Begin

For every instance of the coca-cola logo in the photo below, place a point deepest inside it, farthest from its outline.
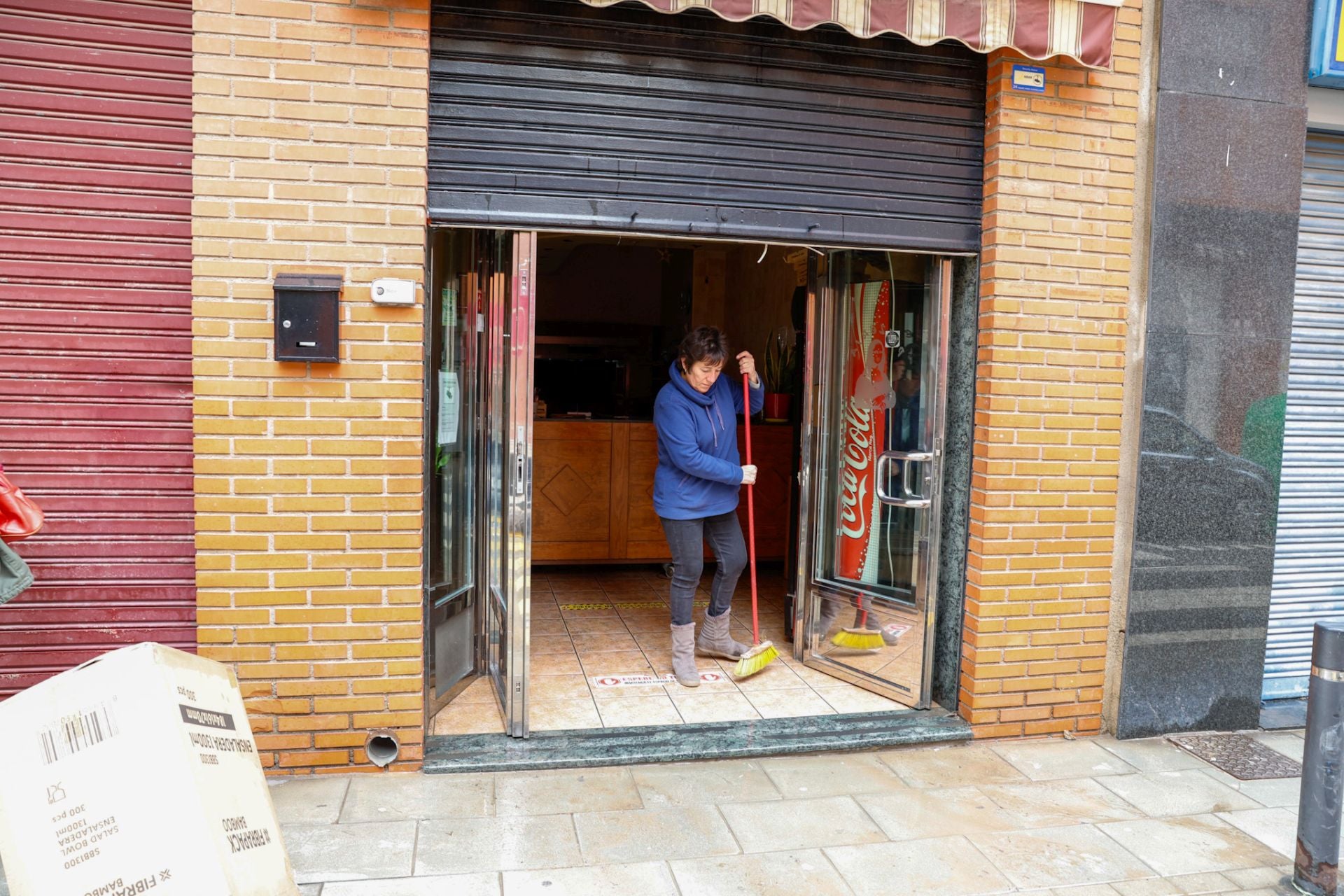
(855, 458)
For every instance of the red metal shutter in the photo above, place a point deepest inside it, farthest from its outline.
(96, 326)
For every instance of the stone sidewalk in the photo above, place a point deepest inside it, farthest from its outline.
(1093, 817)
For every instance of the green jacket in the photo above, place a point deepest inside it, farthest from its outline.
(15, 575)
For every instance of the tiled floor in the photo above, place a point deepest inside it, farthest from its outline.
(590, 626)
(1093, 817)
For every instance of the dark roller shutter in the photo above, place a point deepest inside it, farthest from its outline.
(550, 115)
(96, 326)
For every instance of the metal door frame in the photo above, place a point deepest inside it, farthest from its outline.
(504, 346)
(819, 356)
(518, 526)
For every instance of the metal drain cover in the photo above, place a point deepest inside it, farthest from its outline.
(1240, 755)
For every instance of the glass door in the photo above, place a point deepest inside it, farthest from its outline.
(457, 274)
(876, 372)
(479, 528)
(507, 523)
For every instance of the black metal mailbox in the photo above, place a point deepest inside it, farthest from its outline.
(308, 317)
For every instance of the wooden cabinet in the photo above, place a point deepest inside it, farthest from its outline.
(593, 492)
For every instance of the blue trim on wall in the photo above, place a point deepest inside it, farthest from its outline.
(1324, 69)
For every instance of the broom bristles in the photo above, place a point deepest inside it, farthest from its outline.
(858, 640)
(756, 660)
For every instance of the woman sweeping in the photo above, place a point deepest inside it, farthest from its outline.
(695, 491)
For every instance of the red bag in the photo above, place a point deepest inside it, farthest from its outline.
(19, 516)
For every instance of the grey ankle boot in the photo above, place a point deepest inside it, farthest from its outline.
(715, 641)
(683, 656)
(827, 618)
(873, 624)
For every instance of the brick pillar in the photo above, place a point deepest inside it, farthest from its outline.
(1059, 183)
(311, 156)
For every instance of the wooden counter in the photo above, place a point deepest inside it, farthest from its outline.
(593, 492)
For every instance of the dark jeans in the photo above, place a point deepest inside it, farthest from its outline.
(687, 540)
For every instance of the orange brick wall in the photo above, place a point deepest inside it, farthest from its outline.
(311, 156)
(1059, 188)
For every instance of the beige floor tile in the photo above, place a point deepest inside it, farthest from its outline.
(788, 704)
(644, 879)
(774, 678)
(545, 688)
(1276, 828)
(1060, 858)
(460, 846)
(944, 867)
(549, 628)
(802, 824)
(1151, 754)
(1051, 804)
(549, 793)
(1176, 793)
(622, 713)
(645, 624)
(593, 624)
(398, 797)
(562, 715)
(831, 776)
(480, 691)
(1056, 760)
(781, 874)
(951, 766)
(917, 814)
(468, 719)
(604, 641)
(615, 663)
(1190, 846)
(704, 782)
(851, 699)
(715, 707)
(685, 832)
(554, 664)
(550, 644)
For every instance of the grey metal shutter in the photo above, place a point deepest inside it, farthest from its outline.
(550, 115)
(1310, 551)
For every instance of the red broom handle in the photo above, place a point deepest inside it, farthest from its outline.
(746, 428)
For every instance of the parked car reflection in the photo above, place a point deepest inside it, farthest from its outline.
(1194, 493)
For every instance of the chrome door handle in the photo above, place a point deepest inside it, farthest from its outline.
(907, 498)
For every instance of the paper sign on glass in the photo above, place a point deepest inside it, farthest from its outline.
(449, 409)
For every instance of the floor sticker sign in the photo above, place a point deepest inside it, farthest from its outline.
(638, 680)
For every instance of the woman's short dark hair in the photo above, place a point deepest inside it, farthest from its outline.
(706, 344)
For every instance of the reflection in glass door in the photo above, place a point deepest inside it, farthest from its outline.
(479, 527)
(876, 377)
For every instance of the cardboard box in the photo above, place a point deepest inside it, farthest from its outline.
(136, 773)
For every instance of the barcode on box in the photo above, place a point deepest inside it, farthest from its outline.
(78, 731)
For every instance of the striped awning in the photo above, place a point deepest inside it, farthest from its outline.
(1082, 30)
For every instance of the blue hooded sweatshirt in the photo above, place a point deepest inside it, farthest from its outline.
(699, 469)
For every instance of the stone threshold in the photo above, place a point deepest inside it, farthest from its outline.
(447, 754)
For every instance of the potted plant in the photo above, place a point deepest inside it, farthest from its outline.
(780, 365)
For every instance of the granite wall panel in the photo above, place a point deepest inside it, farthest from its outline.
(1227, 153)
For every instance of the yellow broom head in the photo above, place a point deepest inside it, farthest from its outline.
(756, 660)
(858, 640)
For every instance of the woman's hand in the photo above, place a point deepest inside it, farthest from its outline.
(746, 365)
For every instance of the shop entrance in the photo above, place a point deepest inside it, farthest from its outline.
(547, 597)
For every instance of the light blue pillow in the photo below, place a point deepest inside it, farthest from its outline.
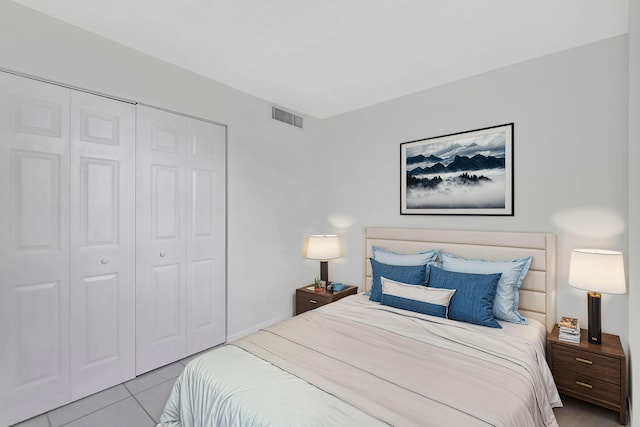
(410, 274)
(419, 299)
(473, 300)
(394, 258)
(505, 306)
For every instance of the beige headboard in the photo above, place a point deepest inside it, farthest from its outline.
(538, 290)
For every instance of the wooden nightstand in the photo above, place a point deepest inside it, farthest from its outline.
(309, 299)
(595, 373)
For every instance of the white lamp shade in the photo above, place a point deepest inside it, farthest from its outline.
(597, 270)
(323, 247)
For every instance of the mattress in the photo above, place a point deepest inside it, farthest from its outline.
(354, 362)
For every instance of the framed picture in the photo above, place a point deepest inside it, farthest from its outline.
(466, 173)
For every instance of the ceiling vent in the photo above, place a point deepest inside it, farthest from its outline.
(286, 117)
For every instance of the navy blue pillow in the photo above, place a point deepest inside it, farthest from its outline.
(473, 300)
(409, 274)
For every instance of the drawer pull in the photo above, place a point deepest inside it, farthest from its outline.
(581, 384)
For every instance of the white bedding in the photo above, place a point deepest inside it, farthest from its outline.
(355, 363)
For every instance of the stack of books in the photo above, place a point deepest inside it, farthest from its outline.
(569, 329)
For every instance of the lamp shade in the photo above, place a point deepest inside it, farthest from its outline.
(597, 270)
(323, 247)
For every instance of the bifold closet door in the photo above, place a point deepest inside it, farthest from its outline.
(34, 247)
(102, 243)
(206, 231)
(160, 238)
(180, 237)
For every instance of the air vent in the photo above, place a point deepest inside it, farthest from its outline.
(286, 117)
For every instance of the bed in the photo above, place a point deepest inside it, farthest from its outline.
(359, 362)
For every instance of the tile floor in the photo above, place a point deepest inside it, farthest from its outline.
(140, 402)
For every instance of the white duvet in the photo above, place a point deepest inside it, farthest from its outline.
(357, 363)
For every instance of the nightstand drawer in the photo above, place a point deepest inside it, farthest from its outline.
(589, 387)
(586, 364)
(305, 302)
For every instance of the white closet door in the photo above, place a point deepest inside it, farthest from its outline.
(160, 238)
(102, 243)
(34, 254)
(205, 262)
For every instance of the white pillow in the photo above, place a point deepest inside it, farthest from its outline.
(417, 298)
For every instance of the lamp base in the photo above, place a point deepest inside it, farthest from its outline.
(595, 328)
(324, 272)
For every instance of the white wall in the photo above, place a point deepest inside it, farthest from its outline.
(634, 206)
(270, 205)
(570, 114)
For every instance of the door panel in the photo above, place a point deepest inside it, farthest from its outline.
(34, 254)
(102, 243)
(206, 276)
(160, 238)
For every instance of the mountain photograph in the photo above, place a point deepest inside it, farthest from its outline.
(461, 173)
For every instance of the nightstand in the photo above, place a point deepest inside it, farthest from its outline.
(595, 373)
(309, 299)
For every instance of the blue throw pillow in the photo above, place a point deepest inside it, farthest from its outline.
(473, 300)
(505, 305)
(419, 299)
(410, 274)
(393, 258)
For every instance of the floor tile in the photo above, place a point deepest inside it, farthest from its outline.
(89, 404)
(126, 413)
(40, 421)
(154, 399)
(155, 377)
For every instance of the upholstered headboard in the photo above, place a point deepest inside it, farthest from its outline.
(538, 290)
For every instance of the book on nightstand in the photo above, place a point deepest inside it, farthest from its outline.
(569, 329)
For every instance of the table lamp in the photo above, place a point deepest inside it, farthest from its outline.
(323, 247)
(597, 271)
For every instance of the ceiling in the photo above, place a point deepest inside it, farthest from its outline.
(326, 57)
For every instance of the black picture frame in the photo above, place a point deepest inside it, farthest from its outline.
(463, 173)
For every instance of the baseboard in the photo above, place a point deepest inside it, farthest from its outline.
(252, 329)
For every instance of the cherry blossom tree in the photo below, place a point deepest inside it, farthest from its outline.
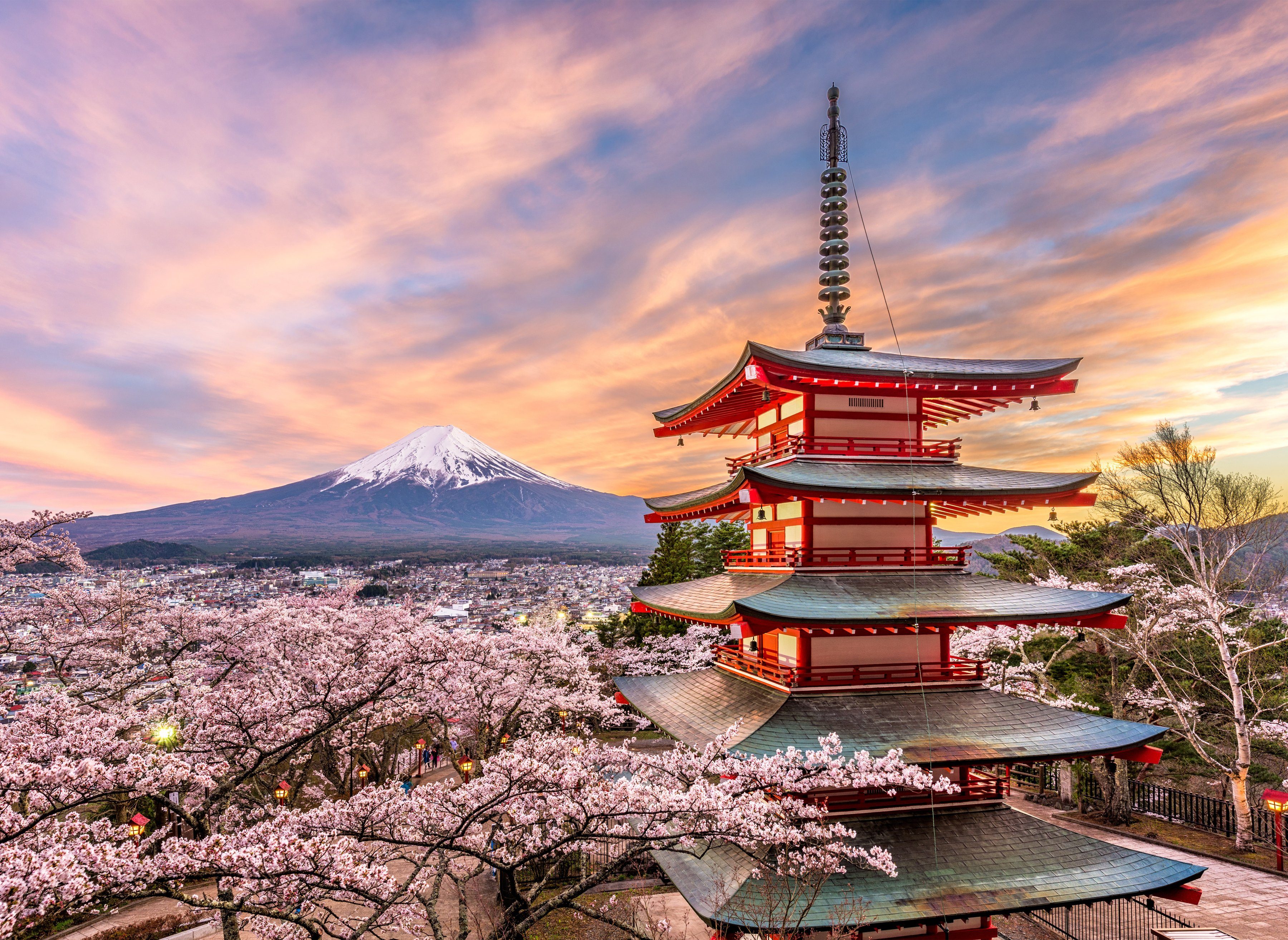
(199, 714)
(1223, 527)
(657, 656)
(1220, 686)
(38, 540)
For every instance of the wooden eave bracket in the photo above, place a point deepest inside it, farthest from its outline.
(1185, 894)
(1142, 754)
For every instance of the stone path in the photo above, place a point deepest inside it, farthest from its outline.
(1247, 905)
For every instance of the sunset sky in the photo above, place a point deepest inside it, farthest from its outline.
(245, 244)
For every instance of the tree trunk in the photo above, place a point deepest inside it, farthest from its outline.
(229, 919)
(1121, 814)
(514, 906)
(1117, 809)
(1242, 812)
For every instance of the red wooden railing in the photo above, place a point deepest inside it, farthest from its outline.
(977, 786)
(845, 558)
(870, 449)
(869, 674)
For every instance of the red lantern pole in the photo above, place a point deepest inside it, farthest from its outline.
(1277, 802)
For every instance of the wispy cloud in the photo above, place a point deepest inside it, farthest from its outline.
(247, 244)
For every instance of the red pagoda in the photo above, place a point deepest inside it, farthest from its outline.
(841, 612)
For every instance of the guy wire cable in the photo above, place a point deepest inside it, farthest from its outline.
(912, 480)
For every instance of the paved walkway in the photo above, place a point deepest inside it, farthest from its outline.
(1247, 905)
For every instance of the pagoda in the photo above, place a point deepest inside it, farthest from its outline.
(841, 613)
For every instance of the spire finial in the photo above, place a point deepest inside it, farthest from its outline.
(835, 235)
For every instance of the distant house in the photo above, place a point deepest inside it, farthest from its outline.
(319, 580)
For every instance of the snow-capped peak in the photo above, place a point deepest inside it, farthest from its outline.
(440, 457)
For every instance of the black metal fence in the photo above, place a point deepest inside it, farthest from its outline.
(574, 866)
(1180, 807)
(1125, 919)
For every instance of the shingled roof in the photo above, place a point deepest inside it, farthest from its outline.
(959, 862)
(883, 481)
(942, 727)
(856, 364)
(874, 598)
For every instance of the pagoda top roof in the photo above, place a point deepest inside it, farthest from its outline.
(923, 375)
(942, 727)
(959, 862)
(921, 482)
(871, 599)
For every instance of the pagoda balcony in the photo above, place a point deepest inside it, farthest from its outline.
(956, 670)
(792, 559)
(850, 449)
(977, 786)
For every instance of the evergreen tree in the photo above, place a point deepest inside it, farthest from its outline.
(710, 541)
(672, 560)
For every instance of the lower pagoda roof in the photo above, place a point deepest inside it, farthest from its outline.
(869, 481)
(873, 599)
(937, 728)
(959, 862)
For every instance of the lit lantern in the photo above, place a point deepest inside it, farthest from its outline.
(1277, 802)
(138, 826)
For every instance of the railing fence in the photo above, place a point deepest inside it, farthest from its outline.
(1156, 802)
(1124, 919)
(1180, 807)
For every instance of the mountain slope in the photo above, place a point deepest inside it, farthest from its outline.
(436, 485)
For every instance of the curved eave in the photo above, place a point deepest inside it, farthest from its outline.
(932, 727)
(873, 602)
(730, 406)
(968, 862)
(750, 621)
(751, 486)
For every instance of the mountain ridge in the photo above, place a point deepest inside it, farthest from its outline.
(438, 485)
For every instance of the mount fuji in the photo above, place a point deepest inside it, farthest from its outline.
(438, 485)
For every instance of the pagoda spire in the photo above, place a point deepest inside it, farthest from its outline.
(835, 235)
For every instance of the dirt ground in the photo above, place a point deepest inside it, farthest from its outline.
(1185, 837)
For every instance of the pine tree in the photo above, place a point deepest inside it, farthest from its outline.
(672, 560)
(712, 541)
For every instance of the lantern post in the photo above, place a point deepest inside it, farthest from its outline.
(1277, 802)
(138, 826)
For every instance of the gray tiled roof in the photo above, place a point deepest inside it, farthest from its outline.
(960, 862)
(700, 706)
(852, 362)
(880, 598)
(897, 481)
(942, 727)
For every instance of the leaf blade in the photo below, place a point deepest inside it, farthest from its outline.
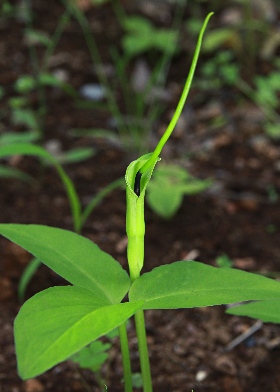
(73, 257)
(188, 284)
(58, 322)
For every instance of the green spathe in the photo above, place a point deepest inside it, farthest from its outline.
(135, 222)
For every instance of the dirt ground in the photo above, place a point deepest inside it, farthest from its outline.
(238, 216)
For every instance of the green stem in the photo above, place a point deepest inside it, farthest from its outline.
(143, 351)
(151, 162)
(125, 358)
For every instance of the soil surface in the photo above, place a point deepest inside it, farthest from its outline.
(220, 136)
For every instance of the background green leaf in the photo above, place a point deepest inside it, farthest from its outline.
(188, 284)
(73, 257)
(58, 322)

End

Aim of the task
Pick up at the line that holds "For every instance of the railing" and restate each line, word for word, through the last line of the entries. Include both end lines but none of the pictures.

Response to the exercise
For every instance of the railing fence in the photo above, place a point deepest inside it, farthest from its outline.
(1156, 802)
(1124, 919)
(1180, 807)
For every instance of the mountain slope in the photo above, place a point deepest inside it, farthest from its outline.
(436, 485)
For every instance of the curved eave in the photo above, place a point deepest inside it, farthest from its outline.
(932, 727)
(873, 602)
(730, 406)
(968, 862)
(750, 621)
(751, 486)
For every instance of the mountain ridge in the photo above, place a point deepest inside it, farthest from its outline.
(438, 485)
For every instance of the mount fuji in the photo above, place a point deepest inside it, farthest from its outline.
(438, 485)
For every instance of the pagoda spire in the photo above, place a point deepest inside it, farthest from its outline.
(835, 235)
For every instance of the dirt ground in the photo above, place a point deepest inside it, farthest from its outline.
(1185, 837)
For every instance of the pine tree in the photo above, place a point deepest inside it, farthest from its outline.
(672, 560)
(712, 541)
For every instance of the lantern post in the photo above, place a point deepest inside it, farthest from its outline.
(1277, 802)
(138, 826)
For every instance of the gray tiled roof in the photo above, place a point deepest inside it, farthest from its outline.
(960, 862)
(700, 706)
(852, 362)
(880, 598)
(897, 481)
(942, 727)
For every instance of the leaf blade in the photo below, place a point deepest inside it, farthest from its outline.
(73, 257)
(188, 284)
(58, 322)
For every instance of the green spathe in the photo above, place a point deepest inside it, farthest from its outline.
(135, 222)
For every instance of the dirt ground in the photo above, place a point deepest inside it, farthest from its outline.
(238, 216)
For every instance of the green stem in the photo above, place a point deepest inside it, farthest from its outline.
(143, 351)
(151, 162)
(125, 358)
For every instance of the soil surface in the photo above, place a point deepest inside it, farthest from its outline.
(220, 136)
For every instance of the background green leaf in the photo above, place a point deepest inside it, farthest from its outline.
(188, 284)
(73, 257)
(58, 322)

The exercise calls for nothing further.